### Stated problem
Copy out every item below in full, requests included, and increase each bounding-box coordinate in the answers by 69.

[Detection annotation records]
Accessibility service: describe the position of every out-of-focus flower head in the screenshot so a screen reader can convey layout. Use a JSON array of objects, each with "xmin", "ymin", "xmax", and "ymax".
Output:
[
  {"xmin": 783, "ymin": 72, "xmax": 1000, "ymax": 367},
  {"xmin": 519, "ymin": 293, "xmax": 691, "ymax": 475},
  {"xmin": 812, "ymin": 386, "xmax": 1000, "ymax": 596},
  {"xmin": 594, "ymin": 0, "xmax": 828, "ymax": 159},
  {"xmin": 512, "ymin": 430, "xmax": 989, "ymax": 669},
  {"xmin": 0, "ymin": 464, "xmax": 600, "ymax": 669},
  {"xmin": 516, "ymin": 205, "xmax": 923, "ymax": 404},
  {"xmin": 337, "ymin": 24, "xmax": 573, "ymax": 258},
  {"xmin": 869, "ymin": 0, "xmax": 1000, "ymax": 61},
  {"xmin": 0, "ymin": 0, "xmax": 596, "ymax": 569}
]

### Response for this exercise
Accessibility service: describe the position of every out-of-focus flower head in the screenshot so a screen reader can convey layout. Use a JSON array of objects, each with "xmin", "ymin", "xmax", and "ymax".
Output:
[
  {"xmin": 852, "ymin": 141, "xmax": 1069, "ymax": 436},
  {"xmin": 588, "ymin": 362, "xmax": 760, "ymax": 544},
  {"xmin": 881, "ymin": 455, "xmax": 1069, "ymax": 665},
  {"xmin": 663, "ymin": 69, "xmax": 897, "ymax": 228},
  {"xmin": 581, "ymin": 499, "xmax": 1058, "ymax": 738},
  {"xmin": 69, "ymin": 533, "xmax": 669, "ymax": 738},
  {"xmin": 585, "ymin": 274, "xmax": 992, "ymax": 473},
  {"xmin": 406, "ymin": 93, "xmax": 642, "ymax": 327},
  {"xmin": 938, "ymin": 69, "xmax": 1069, "ymax": 130},
  {"xmin": 69, "ymin": 69, "xmax": 665, "ymax": 638}
]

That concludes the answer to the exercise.